## start
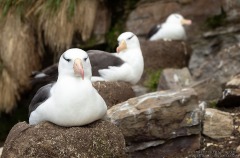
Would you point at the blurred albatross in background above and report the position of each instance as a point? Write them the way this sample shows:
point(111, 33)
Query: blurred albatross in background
point(171, 29)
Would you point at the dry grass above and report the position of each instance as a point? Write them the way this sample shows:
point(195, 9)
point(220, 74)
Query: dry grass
point(23, 37)
point(20, 56)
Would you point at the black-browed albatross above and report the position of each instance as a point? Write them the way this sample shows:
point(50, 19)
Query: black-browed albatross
point(171, 29)
point(125, 65)
point(71, 100)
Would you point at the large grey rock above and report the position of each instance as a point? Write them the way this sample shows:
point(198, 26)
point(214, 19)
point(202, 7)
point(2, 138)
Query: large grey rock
point(155, 118)
point(176, 148)
point(114, 92)
point(99, 139)
point(221, 66)
point(175, 79)
point(207, 89)
point(217, 124)
point(164, 54)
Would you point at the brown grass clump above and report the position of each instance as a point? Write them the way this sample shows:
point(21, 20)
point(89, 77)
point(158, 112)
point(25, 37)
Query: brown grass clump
point(19, 56)
point(24, 34)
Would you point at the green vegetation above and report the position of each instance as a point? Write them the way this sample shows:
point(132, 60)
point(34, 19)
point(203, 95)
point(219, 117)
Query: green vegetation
point(153, 79)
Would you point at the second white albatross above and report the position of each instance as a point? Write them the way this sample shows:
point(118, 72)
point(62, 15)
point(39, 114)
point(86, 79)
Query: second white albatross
point(72, 100)
point(125, 65)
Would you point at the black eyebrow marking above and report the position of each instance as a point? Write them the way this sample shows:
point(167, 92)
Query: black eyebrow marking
point(68, 60)
point(130, 37)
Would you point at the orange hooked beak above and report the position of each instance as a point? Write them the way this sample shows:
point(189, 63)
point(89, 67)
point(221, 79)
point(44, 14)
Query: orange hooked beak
point(186, 22)
point(78, 68)
point(121, 46)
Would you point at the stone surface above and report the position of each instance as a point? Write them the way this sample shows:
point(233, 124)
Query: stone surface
point(114, 92)
point(207, 89)
point(99, 139)
point(172, 148)
point(174, 79)
point(164, 54)
point(157, 117)
point(217, 124)
point(221, 66)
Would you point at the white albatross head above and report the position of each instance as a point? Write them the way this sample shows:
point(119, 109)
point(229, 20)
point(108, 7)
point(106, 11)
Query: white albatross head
point(127, 40)
point(178, 19)
point(75, 62)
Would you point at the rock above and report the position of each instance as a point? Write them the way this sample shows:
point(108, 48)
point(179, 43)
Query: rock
point(221, 66)
point(174, 79)
point(217, 124)
point(163, 54)
point(155, 118)
point(173, 148)
point(99, 139)
point(114, 92)
point(207, 89)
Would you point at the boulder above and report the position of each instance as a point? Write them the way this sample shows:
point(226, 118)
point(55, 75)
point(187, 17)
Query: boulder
point(231, 94)
point(217, 124)
point(178, 147)
point(156, 118)
point(163, 54)
point(221, 66)
point(206, 89)
point(99, 139)
point(114, 92)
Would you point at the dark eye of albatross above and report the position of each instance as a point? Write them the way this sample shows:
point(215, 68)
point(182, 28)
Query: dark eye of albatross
point(68, 60)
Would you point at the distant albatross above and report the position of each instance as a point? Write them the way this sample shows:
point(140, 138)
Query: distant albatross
point(71, 100)
point(171, 29)
point(125, 65)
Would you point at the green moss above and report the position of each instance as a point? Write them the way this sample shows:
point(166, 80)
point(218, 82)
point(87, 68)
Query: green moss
point(153, 79)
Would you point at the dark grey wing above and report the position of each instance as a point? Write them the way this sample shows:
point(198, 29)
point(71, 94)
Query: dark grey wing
point(153, 30)
point(101, 60)
point(42, 95)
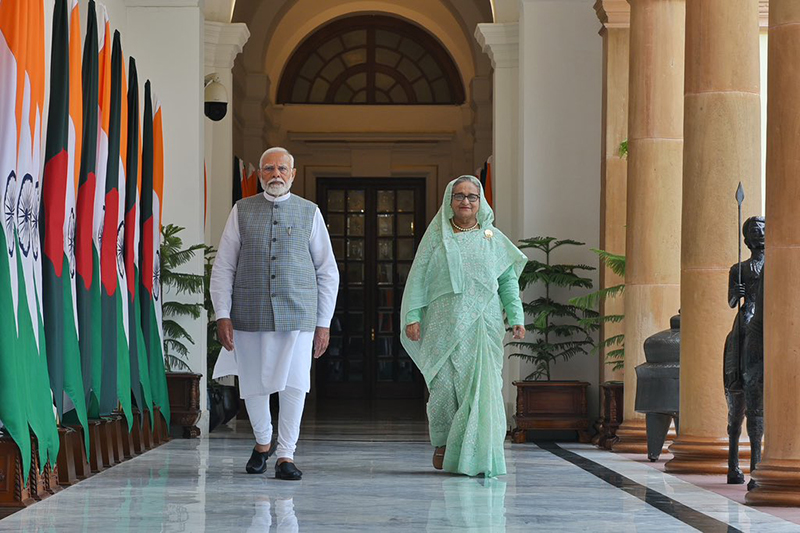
## end
Short task |
Copy all of the lines above word for word, leaving out the pictures.

Complete response |
Would you point at the blurred albatross in background above and report the position of each instance as a point? Write them the way this sample shows:
point(111, 33)
Query: blurred albatross in background
point(171, 29)
Would you point at the dry grass above and report the position of each instance as a point? Write them the way this sample shows:
point(195, 9)
point(220, 74)
Query: dry grass
point(23, 37)
point(20, 56)
Would you point at the black-browed albatross above and report the position of each instance as a point? Write them the way this sample shows:
point(50, 19)
Query: black-browed albatross
point(171, 29)
point(125, 65)
point(71, 100)
Would you point at the large grey rock above and report the position of each instance as a point? Write them the way this sample shows:
point(198, 26)
point(214, 19)
point(202, 7)
point(2, 138)
Query: large grey rock
point(155, 118)
point(176, 148)
point(114, 92)
point(99, 139)
point(221, 66)
point(175, 79)
point(207, 89)
point(217, 124)
point(164, 54)
Would you point at the brown grass clump above and report the position of each instance as a point? Write them the way this sample shows:
point(21, 20)
point(89, 77)
point(158, 112)
point(25, 37)
Query: brown grass clump
point(19, 56)
point(24, 34)
Would you point at the green vegetation above and report the position of each instance as a point? Write them the way this sample shows:
point(132, 60)
point(34, 19)
point(203, 95)
point(219, 117)
Query: green vegetation
point(153, 79)
Would you point at the second white albatross above and report the position of each instance as a point? Write them the way this sample shows:
point(118, 72)
point(62, 15)
point(39, 114)
point(86, 79)
Query: second white albatross
point(72, 100)
point(125, 65)
Would you point at the black eyebrow marking above and report the position of each instance as a point? Write them the way this sample shows:
point(167, 92)
Query: black eyebrow marking
point(68, 60)
point(130, 37)
Would you point at the orange hooked beak above and report the position of each instance as a point? Write them the way this sample shows:
point(189, 63)
point(89, 67)
point(221, 79)
point(44, 14)
Query: orange hooked beak
point(186, 22)
point(78, 68)
point(121, 46)
Would you point at the stone surface above and report the position of each instance as a point? Write them the way this sample shows:
point(233, 124)
Query: stone surface
point(114, 92)
point(207, 89)
point(99, 139)
point(172, 148)
point(174, 79)
point(164, 54)
point(157, 117)
point(217, 124)
point(221, 66)
Would you point at the white albatross head above and report the position of each instance as a point? Write them the way this sample shows:
point(119, 109)
point(229, 20)
point(108, 7)
point(106, 11)
Query: white albatross head
point(127, 40)
point(178, 19)
point(75, 62)
Would you point at the rock above and report the position of each instance as a point? Write them the way this sample shows:
point(108, 48)
point(179, 43)
Query: rock
point(221, 66)
point(174, 79)
point(217, 124)
point(163, 54)
point(155, 118)
point(173, 148)
point(99, 139)
point(114, 92)
point(207, 89)
Would you point at the boulder above and report the position of each instance as a point? Write them the way this sample shows:
point(226, 118)
point(55, 75)
point(187, 17)
Query: boulder
point(231, 94)
point(217, 124)
point(178, 147)
point(156, 118)
point(163, 54)
point(221, 66)
point(206, 89)
point(99, 139)
point(114, 92)
Would you point at the dark eye of albatross above and report the position of each instance as a point? Write them the way this sample shows:
point(215, 68)
point(182, 28)
Query: dark eye of albatross
point(68, 60)
Would you point at the distant albatross above and report the position of each instance as a point? Write them the way this sample shows:
point(140, 138)
Query: distant albatross
point(71, 100)
point(171, 29)
point(125, 65)
Would you point at the green moss above and report the position of each instance as a point? Write them the way this sample shows:
point(166, 80)
point(218, 82)
point(87, 68)
Query: green moss
point(153, 79)
Would you point at the dark grey wing above and report the position of each instance as a point? Write them the way this sample shows:
point(198, 29)
point(71, 94)
Query: dark grey wing
point(153, 30)
point(101, 60)
point(42, 95)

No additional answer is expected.